Okuma parçası>
________________

Emperyalist müdahale ve savaşa karşı çıkmak için ezilen halkların yeterince gerekçesi vardır. Sorun bunları anlatmak, kavratmak ve örgütlenmeyi, mücadeleyi temel alan bir bilinç oluşturmaktır. Devrimcilere düşen görev de, ne eksik ne fazla, tam tamına budur.

 

DİPNOTLAR:

 

(1) Her türden yanlış anlaşılmayı önlemek açısından, emperyalist kampta sağlanan “bütünselliğin” sistem içi çelişki ve çatışmaları ortadan kaldıran bir “bütünsellik” olmadığını özellikle vurgulamamız gerekiyor. Tam tersine, çelişkilerin uzlaşmaz boyutta keskinleşmesine karşın, çözüm yolları noktasında farklı yöntemler izlenmiştir. Bu durumu bilimsel ve en anlaşılır yönüyle ortaya koyanlardan biri de Mahir Çayan’dır:

 

“Nükleer vurucu güçlerin dünya çapında erişmiş olduğu seviye ve de esas tayin edici olarak da, dev dünya sosyalist blokunun varlığı, emperyalistler arası had safhaya erişmiş olan uzlaşmaz çelişkilerin ekonomik plandan, askeri plana sıçramasına engel olmaktadır. Bir yandan çelişkiler keskinleşip derinleşirken, öte yandan da entegrasyona gidilmektedir.”

 

(2) Aslında yaşadığımız sürecin temel özelliklerini gizlemeye, kitlelerin bilincine farklı yansıtmaya çalışanlar arasında solda değişik biçimlerde kendini “ifade eden” tasfiyecileri de katmak gerekir. Tıpkı emperyalizm ve oligarşinin sözcüleri gibi, bu süreci “yeniden yapılanma” ve “değişim” kavramlarıyla süsleyip kitlelere kabul ettirmeye çalışanların, hangi safta görünürse görünsünler, özünde oligarşi ve emperyalizme hizmet ettikleri her geçen gün biraz daha anlaşılır biçimde ortaya çıkmaktadır.

________________

Alıştırma görevi 1>
Okuma parçasındaki alıntıya göre, emperyalistler arasındaki uzlaşmaz çelişkilerin ekonomik plandan askeri plana sıçramasını esas olarak ne engellemektedir?
Okuma parçası ile satırlar arasında hiçbir bağlantı yoktur.

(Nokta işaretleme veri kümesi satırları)
________________

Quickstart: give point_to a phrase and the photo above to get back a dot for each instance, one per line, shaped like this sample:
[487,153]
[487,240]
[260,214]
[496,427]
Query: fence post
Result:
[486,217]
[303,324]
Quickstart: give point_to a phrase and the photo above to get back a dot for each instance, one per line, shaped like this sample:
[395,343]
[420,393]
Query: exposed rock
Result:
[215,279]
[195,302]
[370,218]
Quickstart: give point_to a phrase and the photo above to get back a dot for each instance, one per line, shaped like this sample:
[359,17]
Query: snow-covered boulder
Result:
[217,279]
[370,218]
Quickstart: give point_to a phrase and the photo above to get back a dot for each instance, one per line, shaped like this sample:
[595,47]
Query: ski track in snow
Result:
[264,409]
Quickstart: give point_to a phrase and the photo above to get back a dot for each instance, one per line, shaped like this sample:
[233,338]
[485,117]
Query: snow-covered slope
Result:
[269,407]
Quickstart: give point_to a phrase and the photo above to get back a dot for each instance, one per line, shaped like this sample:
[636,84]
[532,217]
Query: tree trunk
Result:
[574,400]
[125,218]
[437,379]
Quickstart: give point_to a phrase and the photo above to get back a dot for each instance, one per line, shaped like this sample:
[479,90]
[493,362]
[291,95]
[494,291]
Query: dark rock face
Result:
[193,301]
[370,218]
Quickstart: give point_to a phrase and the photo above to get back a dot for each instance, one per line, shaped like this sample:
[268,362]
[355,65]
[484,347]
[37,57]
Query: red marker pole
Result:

________________

Alıştırma görevi 2>
"Query" dizesini içeren bütün satırları topla ve kopyala. Büyük-küçük harf ayrımı önemlidir.

Görev yanıtı 1>
Dev dünya sosyalist blokunun varlığı.

Görev yanıtı 2>
Query: fence post
Query: exposed rock
Query: snow-covered boulder
Query: ski track in snow
Query: snow-covered slope
Query: tree trunk
Query: dark rock face
Query: red marker pole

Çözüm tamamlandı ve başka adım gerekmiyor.